Please return the entries, omitting and altering nothing.
BEGIN Data provided
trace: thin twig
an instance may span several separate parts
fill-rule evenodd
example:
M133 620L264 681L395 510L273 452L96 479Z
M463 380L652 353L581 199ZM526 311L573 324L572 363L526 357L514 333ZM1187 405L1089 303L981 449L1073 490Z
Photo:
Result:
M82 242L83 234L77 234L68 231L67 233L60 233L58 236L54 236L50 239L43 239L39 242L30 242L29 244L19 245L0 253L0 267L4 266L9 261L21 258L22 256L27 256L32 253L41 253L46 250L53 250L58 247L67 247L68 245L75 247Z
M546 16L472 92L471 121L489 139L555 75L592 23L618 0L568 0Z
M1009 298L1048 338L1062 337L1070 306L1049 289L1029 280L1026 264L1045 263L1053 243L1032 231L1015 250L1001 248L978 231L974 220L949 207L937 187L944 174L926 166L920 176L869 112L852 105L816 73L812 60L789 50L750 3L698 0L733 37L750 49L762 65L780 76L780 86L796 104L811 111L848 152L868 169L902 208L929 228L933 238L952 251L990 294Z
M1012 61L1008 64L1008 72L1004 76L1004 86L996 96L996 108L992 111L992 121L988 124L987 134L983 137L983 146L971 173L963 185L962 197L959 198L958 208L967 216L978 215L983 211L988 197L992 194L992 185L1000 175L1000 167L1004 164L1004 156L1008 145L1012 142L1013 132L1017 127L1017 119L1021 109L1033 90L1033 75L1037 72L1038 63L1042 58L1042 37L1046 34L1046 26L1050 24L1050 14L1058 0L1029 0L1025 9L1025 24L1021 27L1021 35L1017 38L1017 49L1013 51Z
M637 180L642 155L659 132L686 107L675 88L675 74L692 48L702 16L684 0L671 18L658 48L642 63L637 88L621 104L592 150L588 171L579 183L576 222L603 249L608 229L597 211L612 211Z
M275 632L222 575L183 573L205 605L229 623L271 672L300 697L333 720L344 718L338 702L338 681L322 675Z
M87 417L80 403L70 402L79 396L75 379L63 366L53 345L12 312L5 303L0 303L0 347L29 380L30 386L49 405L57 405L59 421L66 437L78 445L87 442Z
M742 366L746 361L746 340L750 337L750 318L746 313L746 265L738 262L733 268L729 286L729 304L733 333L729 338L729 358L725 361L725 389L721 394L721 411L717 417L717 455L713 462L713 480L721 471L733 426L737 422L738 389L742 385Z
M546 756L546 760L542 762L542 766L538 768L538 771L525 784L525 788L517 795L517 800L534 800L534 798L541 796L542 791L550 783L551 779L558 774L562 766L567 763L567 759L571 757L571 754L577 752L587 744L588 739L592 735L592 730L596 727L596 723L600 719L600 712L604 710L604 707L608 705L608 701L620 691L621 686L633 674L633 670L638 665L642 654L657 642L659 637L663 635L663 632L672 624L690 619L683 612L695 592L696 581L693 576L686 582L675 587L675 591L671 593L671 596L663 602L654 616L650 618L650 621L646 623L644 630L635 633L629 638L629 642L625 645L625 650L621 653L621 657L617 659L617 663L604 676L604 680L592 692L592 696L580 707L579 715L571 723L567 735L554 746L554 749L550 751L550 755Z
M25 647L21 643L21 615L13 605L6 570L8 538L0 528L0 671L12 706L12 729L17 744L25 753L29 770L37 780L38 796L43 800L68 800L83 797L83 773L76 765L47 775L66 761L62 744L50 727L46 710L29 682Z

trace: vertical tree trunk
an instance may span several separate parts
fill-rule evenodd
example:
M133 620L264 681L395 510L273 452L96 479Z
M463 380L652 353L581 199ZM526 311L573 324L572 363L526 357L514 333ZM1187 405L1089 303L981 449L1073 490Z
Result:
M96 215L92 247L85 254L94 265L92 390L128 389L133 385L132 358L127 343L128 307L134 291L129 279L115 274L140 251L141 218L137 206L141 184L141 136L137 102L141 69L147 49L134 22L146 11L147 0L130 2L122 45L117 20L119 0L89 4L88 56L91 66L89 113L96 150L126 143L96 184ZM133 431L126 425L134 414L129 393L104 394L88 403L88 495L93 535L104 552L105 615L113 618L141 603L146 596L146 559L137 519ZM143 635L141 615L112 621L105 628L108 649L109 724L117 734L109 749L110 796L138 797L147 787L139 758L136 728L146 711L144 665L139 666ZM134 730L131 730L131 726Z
END Data provided
◆ **Result of this task**:
trace: thin twig
an instance may span several separate parts
fill-rule evenodd
example:
M133 620L264 681L395 510L273 452L96 479Z
M463 380L652 353L581 199ZM526 311L573 324L572 363L526 357L514 333ZM1187 405L1089 303L981 449L1073 490Z
Photo:
Result:
M82 242L83 234L77 234L68 231L67 233L60 233L58 236L54 236L50 239L43 239L39 242L30 242L29 244L19 245L0 253L0 267L4 266L9 261L21 258L22 256L27 256L32 253L41 253L46 250L53 250L58 247L67 247L68 245L75 247Z
M546 16L472 92L471 121L489 139L555 75L592 23L618 0L568 0Z
M1009 298L1048 338L1062 337L1070 306L1049 289L1029 280L1026 264L1045 263L1053 243L1032 231L1015 250L1001 248L978 231L974 220L949 207L937 187L944 174L926 166L920 176L869 112L852 105L816 73L812 60L789 50L750 3L698 0L733 37L750 49L762 65L780 76L780 86L796 104L811 111L848 152L868 169L902 208L929 228L933 238L952 251L990 294Z
M1012 61L1008 64L1008 72L1004 76L1004 86L996 96L996 108L992 111L992 121L988 124L987 134L983 137L983 146L971 173L963 185L962 197L959 198L958 208L967 216L978 215L983 211L988 197L992 194L992 185L1000 175L1000 167L1004 164L1004 156L1008 145L1012 142L1013 132L1017 127L1017 119L1021 109L1033 90L1033 75L1037 72L1038 63L1042 58L1042 37L1046 34L1046 26L1050 24L1050 14L1058 0L1029 0L1025 9L1025 24L1021 27L1021 35L1017 38L1017 49L1013 51Z
M637 180L642 155L659 132L686 107L675 88L675 74L692 48L702 16L684 0L671 18L658 48L642 63L637 88L621 104L592 150L588 171L579 183L576 222L603 249L608 229L597 211L612 211Z
M275 632L222 575L183 573L205 605L229 623L271 672L300 697L333 720L344 718L338 702L338 681L322 675Z
M87 417L80 403L70 402L79 396L75 379L63 366L53 345L12 312L5 303L0 303L0 347L29 380L30 386L49 405L57 405L59 421L66 437L78 445L87 442Z
M742 366L746 361L746 340L750 337L750 318L746 313L746 265L738 262L733 268L729 286L729 304L733 333L729 338L729 358L725 361L725 389L721 394L721 411L717 417L717 455L713 462L713 480L721 471L733 426L737 422L738 389L742 385Z
M546 756L546 760L542 762L542 766L538 768L538 771L525 784L525 788L517 795L517 800L534 800L534 798L541 796L542 791L550 783L551 779L558 774L562 766L567 763L567 759L571 757L571 754L577 752L587 744L588 739L592 735L592 730L596 727L596 723L600 719L600 712L604 710L604 707L608 705L608 701L620 691L621 686L633 674L633 670L638 665L642 654L657 642L659 637L663 635L663 632L672 624L690 619L683 612L695 592L696 581L693 576L686 582L675 587L675 591L671 593L671 596L663 602L654 616L650 618L650 621L646 623L644 630L635 633L629 638L629 642L625 645L625 650L621 653L621 657L617 659L617 663L604 676L604 680L592 692L592 696L580 707L579 715L571 723L567 735L554 746L554 749L550 751L550 755Z
M25 647L21 643L21 615L13 605L6 570L8 538L0 528L0 671L12 706L12 729L17 744L25 753L29 770L37 780L38 796L43 800L68 800L83 797L83 773L76 765L47 775L66 761L62 744L50 727L46 710L29 682Z

trace: vertical tree trunk
an instance may span several separate parts
fill-rule evenodd
example:
M133 620L264 681L395 510L273 452L96 479Z
M463 380L652 353L581 199ZM526 311L573 324L572 363L526 357L514 333ZM1187 405L1089 303L981 449L1073 490Z
Result:
M96 215L92 247L85 254L94 265L92 390L128 389L133 385L132 358L127 343L128 307L134 291L129 279L115 274L140 251L141 218L137 206L141 184L141 136L137 102L141 69L147 49L134 22L146 11L147 0L130 2L122 45L117 20L119 0L89 4L88 56L91 66L89 113L96 150L126 143L96 184ZM133 431L126 425L134 414L129 393L104 394L88 403L88 495L93 535L104 552L105 615L113 618L141 603L146 596L146 559L137 519ZM143 635L141 615L112 621L105 628L108 649L109 724L117 734L109 749L110 796L138 797L147 787L139 758L136 728L146 711L144 665L139 666ZM134 730L131 730L131 726Z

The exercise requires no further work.